> **Task goal**:
Return the lines below exactly, starting with the line that contains "the wood chip" and stopping after the last line.

------ Entries supplied ------

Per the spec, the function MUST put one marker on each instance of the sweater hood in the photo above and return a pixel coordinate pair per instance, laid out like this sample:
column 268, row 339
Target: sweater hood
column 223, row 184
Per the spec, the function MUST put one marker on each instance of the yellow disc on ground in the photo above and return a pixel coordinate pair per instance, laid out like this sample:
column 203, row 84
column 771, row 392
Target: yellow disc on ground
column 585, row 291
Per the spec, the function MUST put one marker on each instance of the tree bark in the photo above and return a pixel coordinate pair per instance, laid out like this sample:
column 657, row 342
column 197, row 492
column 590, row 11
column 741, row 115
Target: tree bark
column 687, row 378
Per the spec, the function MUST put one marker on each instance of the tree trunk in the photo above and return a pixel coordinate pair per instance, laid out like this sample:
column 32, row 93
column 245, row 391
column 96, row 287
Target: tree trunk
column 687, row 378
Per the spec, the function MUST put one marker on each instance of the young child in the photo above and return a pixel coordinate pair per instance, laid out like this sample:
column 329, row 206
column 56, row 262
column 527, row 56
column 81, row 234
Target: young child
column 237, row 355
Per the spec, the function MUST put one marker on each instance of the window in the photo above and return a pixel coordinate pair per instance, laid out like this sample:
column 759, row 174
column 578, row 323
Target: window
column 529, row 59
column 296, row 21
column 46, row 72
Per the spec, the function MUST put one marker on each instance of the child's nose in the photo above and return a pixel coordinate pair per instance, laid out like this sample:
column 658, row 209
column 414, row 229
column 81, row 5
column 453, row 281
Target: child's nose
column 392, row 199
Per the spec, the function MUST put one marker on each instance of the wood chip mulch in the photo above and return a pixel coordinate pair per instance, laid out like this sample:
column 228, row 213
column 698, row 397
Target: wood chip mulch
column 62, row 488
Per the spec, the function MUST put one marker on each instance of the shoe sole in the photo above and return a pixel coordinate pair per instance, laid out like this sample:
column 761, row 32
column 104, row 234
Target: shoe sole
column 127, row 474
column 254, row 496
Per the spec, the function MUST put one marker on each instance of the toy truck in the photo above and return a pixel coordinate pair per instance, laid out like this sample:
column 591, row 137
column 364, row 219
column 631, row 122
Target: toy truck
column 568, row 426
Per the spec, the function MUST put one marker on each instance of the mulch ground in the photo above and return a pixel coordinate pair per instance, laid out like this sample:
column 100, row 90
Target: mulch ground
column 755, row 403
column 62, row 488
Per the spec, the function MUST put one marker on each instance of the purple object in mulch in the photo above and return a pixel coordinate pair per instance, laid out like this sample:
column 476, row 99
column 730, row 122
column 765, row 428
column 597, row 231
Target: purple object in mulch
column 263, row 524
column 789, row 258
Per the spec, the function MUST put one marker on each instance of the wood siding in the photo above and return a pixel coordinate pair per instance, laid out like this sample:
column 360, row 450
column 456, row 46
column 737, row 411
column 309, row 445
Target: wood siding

------

> **Completed exercise**:
Per the spec, the function MUST put one marker on each instance of the wood chip mulch in the photo above and return a pixel coordinate pair per instance, laid out like this sample:
column 228, row 213
column 698, row 397
Target: wood chip mulch
column 62, row 488
Per the spec, the function MUST put one marker on each instance of the shoe sole in the photo above and return a pixel coordinate pair per instance, laid out like this sample:
column 761, row 32
column 104, row 234
Target: shoe sole
column 127, row 474
column 254, row 496
Per the spec, the function MUST put one marker on each instance of the toy truck in the photo above and return a pixel coordinate pair per instance, laid out like this sample:
column 591, row 137
column 364, row 219
column 631, row 122
Target: toy truck
column 568, row 426
Per the spec, the function MUST put one marker on each instance of the mulch ground in the photo above and return a pixel coordinate pair per instance, laid out like this sample:
column 100, row 90
Target: mulch ground
column 755, row 403
column 62, row 488
Per the spec, the function MUST put one marker on each instance of the purple object in mulch in the photo above and return a pixel coordinate pair per instance, laid out like this sample:
column 476, row 99
column 730, row 122
column 765, row 428
column 597, row 231
Target: purple object in mulch
column 263, row 524
column 789, row 258
Per the spec, the function MUST put one marker on each instance of the wood siding in the photo above and return a pixel coordinate pair per instance, laid out like this sample:
column 360, row 450
column 456, row 46
column 737, row 411
column 309, row 445
Target: wood siding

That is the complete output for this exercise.